Make an exact copy of the records, dropping all pictures.
━━━ Record list ━━━
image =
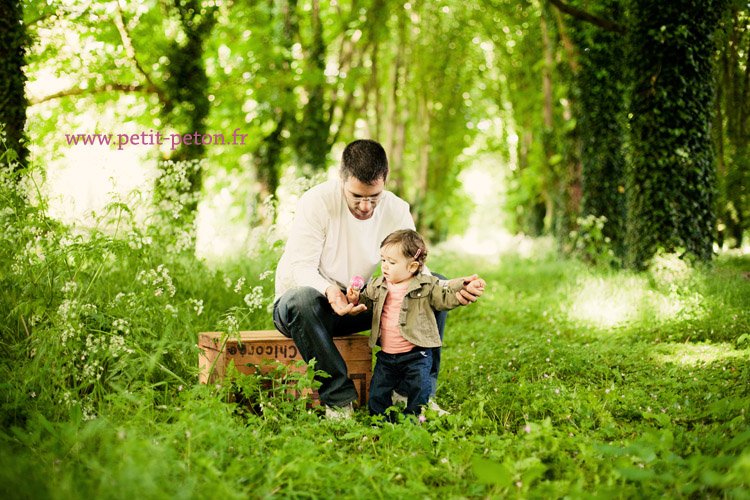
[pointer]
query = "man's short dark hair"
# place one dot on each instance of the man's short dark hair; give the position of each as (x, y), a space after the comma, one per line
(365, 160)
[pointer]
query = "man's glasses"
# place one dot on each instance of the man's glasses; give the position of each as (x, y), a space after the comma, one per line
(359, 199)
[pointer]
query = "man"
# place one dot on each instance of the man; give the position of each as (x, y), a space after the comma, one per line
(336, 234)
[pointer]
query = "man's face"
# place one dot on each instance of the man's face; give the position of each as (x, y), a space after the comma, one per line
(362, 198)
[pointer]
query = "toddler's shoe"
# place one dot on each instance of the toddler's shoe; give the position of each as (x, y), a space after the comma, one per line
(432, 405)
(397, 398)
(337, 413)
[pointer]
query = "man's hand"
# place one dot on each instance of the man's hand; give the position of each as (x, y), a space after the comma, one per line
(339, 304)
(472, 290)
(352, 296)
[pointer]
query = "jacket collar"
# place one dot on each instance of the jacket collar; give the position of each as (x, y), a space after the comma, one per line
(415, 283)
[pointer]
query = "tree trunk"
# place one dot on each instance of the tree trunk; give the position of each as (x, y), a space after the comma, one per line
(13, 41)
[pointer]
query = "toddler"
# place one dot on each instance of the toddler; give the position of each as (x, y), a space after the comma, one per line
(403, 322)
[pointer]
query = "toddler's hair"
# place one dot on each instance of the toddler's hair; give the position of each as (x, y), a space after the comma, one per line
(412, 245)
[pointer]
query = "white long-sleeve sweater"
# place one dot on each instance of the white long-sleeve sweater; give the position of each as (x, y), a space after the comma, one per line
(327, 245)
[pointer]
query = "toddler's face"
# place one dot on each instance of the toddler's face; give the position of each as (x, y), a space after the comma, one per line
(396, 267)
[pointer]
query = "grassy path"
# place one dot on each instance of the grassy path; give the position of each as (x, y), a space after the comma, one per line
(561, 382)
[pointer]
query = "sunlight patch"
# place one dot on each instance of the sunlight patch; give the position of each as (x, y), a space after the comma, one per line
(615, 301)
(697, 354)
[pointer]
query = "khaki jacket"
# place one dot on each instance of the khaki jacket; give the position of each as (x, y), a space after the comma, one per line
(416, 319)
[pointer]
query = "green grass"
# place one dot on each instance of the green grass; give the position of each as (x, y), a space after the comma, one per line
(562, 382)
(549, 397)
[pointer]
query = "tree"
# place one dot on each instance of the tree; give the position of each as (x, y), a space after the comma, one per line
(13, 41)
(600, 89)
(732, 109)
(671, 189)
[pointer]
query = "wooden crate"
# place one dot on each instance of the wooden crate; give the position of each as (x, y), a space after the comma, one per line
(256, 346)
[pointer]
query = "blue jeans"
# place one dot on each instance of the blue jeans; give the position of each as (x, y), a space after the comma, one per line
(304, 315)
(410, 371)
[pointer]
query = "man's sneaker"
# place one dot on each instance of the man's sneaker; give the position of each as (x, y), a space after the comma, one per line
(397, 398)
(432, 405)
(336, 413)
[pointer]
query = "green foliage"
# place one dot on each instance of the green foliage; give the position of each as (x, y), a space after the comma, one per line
━━━
▶ **Solution**:
image =
[pointer]
query = "man's short dark hair"
# place one dot on each instance of the man's short dark hair; give the position of each as (x, y), a space after the comma, one per line
(365, 160)
[pointer]
query = "man's glasses"
# place one dot on each instance of the man's glasses; give the position of each as (x, y), a space after the comma, one per line
(359, 199)
[pointer]
query = "man"
# place one dot on each instance of the man; give the position of each as (x, y), a space after the comma, one per line
(336, 234)
[pointer]
query = "man's face"
# place one dot on each instance of the man's face; give the position of each as (x, y), a space after the comma, one per line
(362, 198)
[pointer]
query = "toddler's shoe"
# place one dot on each instance of the toddler's shoe; give the position of each as (x, y), a space after the comma, one per line
(432, 405)
(397, 398)
(337, 413)
[pointer]
query = "man's hand"
# place one dot on each instance of the man's hand; give the position of each as (x, y), a space after the comma, one per line
(339, 304)
(472, 290)
(352, 296)
[pointer]
query = "jacket collar"
# place one dot on each instance of the jacket collar; give the position of each as (x, y), a space after the comma, one per line
(415, 283)
[pointer]
query = "tree trunk"
# place one dot on each instance of the tree trunk; give the position of each as (x, y), a space after the comma, one per line
(13, 41)
[pointer]
query = "toddler"
# place one dot on each instance of the toddler; give the position of each as (x, y), a space after the comma, one per line
(403, 322)
[pointer]
query = "toddler's hair"
# place one dot on each instance of the toddler's hair; give the position of each as (x, y), a space after the comma, one per line
(412, 245)
[pointer]
query = "white long-sleeve sweater"
# place one dot on each instance of the white long-sleeve sweater; give the position of each as (x, y), a space after the comma, one per line
(327, 245)
[pointer]
query = "toddler's face"
# place one dot on each instance of the toddler's face; give the position of each as (x, y), a space after the comma, one per line
(396, 267)
[pointer]
query = "grassy path"
# place one dot on each instance of the grassy path; give the position of each as (x, y), a space after the comma, one per line
(561, 382)
[pointer]
query = "sunlight patch"
# place one dot on each instance of the sunlight patch; give the position of each as (x, y), a space after the comma, one per line
(615, 301)
(697, 354)
[pointer]
query = "khaki jacket"
# place one dot on each instance of the khaki jacket; give the position of each as (x, y), a space after the comma, one per line
(416, 319)
[pointer]
query = "green grass"
# place one dot on each instance of the green grass; give the position of each as (x, y), a space after the comma, one per line
(562, 382)
(549, 397)
[pointer]
query = "tree"
# place one dot on each instance of the tree; give the position of each as (x, y), a space after the comma, one per line
(13, 41)
(600, 89)
(732, 109)
(671, 189)
[pointer]
query = "wooden crate"
# place one dot on each instance of the wooden crate; give the position of each as (x, y), a space after the comma, one per line
(256, 346)
[pointer]
query = "blue jeans"
# place one dot on each instance of the blue jeans; give the position of each as (x, y), a space after the comma, one per line
(304, 315)
(410, 371)
[pointer]
query = "man's sneaker"
# place one dot on each instance of the man's sneaker; give the position of each as (x, y), a space after the comma, one per line
(397, 398)
(432, 405)
(336, 413)
[pointer]
query = "green foliage"
# place one dot on each instance of the green foliage; give the position of each as (x, y), a space after the comma, one per line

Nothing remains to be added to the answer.